◆ **Task to carry out**
Copy every line of the data exactly, leaving nothing out.
┌─ The input
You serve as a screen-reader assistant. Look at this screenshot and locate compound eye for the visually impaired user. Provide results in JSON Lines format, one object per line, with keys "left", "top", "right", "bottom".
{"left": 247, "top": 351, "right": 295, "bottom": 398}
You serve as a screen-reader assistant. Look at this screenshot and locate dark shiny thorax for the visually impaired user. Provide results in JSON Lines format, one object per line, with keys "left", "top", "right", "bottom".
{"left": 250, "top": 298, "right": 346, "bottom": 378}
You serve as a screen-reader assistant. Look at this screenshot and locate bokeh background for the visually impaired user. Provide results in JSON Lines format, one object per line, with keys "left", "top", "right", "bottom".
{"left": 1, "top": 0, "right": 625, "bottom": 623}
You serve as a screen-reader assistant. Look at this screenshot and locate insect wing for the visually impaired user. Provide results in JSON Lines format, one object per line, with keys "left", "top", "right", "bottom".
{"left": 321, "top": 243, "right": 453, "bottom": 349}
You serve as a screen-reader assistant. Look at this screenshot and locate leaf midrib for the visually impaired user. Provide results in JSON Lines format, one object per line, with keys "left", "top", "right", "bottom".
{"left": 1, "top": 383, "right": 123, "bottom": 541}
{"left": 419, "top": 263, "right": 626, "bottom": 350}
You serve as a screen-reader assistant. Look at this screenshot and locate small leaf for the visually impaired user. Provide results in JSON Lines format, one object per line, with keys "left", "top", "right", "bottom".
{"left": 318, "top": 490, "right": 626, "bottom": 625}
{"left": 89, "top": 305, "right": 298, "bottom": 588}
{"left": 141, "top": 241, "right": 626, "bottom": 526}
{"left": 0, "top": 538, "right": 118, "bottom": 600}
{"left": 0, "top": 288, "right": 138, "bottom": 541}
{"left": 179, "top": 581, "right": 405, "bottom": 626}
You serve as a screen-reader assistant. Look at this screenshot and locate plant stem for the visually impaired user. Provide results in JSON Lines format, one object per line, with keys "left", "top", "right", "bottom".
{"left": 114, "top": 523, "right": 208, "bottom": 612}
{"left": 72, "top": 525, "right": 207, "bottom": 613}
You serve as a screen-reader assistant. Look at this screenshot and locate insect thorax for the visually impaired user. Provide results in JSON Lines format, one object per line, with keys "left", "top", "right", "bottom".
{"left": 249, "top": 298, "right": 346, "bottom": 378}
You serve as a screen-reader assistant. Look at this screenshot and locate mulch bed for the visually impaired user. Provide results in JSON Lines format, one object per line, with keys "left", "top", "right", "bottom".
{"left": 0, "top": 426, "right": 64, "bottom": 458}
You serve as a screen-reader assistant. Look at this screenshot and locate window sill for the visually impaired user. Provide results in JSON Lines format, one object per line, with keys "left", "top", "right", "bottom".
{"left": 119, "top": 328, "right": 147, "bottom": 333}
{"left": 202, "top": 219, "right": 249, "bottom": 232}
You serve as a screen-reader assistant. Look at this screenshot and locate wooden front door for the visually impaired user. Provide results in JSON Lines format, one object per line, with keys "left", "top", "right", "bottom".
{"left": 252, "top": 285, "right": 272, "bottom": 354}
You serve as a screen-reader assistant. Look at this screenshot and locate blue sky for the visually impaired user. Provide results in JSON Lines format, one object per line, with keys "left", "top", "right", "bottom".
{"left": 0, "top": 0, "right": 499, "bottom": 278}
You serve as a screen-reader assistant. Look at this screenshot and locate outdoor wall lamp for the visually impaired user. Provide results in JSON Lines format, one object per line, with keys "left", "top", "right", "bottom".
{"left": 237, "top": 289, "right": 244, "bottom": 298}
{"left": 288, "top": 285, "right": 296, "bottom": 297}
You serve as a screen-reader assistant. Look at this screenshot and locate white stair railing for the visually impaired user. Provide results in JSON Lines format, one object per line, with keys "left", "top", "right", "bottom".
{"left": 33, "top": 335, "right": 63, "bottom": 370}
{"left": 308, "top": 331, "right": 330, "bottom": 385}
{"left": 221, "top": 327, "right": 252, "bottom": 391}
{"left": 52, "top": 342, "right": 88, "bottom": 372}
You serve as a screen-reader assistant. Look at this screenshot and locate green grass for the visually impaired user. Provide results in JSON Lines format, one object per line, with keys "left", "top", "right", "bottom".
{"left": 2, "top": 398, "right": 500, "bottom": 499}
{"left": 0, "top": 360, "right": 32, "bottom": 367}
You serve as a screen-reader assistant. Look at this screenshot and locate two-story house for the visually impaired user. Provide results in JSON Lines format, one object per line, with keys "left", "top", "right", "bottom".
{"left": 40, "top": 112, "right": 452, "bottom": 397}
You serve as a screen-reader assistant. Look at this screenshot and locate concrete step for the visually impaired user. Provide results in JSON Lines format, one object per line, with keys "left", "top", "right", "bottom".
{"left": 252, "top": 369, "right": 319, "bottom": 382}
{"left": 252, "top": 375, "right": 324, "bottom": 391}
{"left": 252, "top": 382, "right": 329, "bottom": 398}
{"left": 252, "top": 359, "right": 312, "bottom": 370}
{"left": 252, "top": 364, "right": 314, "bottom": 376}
└─
◆ **Task response**
You serve as a screen-reader assistant. Look at this screenshot and locate compound eye for the visually impaired user. Provide results in JSON Lines format, one object per line, with keys "left", "top", "right", "bottom".
{"left": 247, "top": 351, "right": 295, "bottom": 398}
You serve as a screen-reader assistant. Look at this screenshot and locate dark shiny thorax for the visually impaired user. Provide results in JSON Lines format, one object per line, with keys "left", "top", "right", "bottom".
{"left": 250, "top": 298, "right": 346, "bottom": 378}
You serve as a screen-reader assistant. Look at this screenshot and locate bokeh background for the visually impaired user. Provide results in JSON Lines format, one object per line, with keys "left", "top", "right", "bottom".
{"left": 1, "top": 0, "right": 625, "bottom": 623}
You serve as a screen-reader assistant. Look at this screenshot and locate insect wing for the visually impaired user. Provide results in JSON Lines format, one object per line, with keys "left", "top", "right", "bottom".
{"left": 321, "top": 243, "right": 453, "bottom": 349}
You serve as a screen-reader assistant. Look at this screenshot and locate leaf midrib for the visually impaired user. Provide results in JSON Lines format, one object per line, with keys "left", "top", "right", "bottom".
{"left": 1, "top": 383, "right": 123, "bottom": 541}
{"left": 419, "top": 263, "right": 626, "bottom": 350}
You serve as a screen-reader assistant. Look at this screenshot and locate small leaf for the visually impaired user. Provide results in JSON Lines format, one object per line, with keys "left", "top", "right", "bottom".
{"left": 318, "top": 490, "right": 626, "bottom": 625}
{"left": 89, "top": 305, "right": 298, "bottom": 588}
{"left": 141, "top": 241, "right": 626, "bottom": 526}
{"left": 0, "top": 538, "right": 118, "bottom": 600}
{"left": 0, "top": 288, "right": 138, "bottom": 541}
{"left": 179, "top": 581, "right": 405, "bottom": 626}
You serve as a screen-reader assistant. Look at this screenshot and locate plant stem for the visually impaired user. Provide results in JSON Lines format, one object per line, with keys "left", "top", "right", "bottom".
{"left": 114, "top": 523, "right": 208, "bottom": 612}
{"left": 72, "top": 525, "right": 207, "bottom": 613}
You serve as a screen-reader assistant. Look at this screenshot and locate insect thorax for the visually impaired user. Provide results in JSON Lines format, one object per line, with keys "left", "top", "right", "bottom".
{"left": 249, "top": 298, "right": 346, "bottom": 378}
You serve as a screen-reader assistant. Look at this screenshot and locate mulch bed for the visually impaired user. Provide results in JSON Lines format, one object per line, with keys "left", "top", "right", "bottom".
{"left": 0, "top": 426, "right": 64, "bottom": 458}
You serve as a screen-reader assistant. Look at this screenshot and locate window sill for the visually impaired user. Provide results in JSON Lines format, one object per line, with keys "left", "top", "right", "bottom".
{"left": 119, "top": 328, "right": 147, "bottom": 333}
{"left": 202, "top": 219, "right": 249, "bottom": 232}
You serve as a screen-reader assistant. Look at this screenshot and locate wooden front door for the visually impaired user. Provide results in JSON Lines format, one object per line, with keys "left", "top", "right", "bottom".
{"left": 252, "top": 285, "right": 272, "bottom": 354}
You serve as a screen-reader assistant. Look at this screenshot and locate blue sky for the visually impaired user. Provide results in JSON Lines format, one object per line, with keys "left", "top", "right", "bottom".
{"left": 0, "top": 0, "right": 499, "bottom": 278}
You serve as a screen-reader assistant. Look at this screenshot and locate outdoor wall lamp for the visually impaired user. Provide results in JSON Lines format, one object per line, with keys "left", "top", "right", "bottom".
{"left": 237, "top": 289, "right": 244, "bottom": 298}
{"left": 288, "top": 285, "right": 296, "bottom": 297}
You serve as a screen-reader assistant. Look at this screenshot and locate white stair railing for the visually impaired user. Provide results in JSON Lines format, one object per line, with keys "left", "top", "right", "bottom".
{"left": 33, "top": 335, "right": 63, "bottom": 370}
{"left": 308, "top": 331, "right": 330, "bottom": 385}
{"left": 221, "top": 327, "right": 252, "bottom": 391}
{"left": 52, "top": 342, "right": 88, "bottom": 372}
You serve as a screen-reader assistant. Look at this screenshot and locate green grass for the visually impaired user. Provide results in JSON Lines format, one object per line, with keys "left", "top", "right", "bottom".
{"left": 2, "top": 398, "right": 500, "bottom": 499}
{"left": 0, "top": 360, "right": 32, "bottom": 367}
You serve as a screen-reader assistant. Look at this screenshot and locate two-story house for the visually impaired user. Provide results in JSON Lines format, one object per line, with keys "left", "top", "right", "bottom".
{"left": 40, "top": 112, "right": 452, "bottom": 397}
You serve as a screen-reader assistant. Look at this screenshot and locate concrete step for the visually impaired user. Provide results in JSON Lines format, one object per line, with keys "left", "top", "right", "bottom".
{"left": 252, "top": 369, "right": 319, "bottom": 382}
{"left": 252, "top": 375, "right": 324, "bottom": 391}
{"left": 252, "top": 382, "right": 329, "bottom": 398}
{"left": 252, "top": 359, "right": 312, "bottom": 370}
{"left": 252, "top": 364, "right": 314, "bottom": 376}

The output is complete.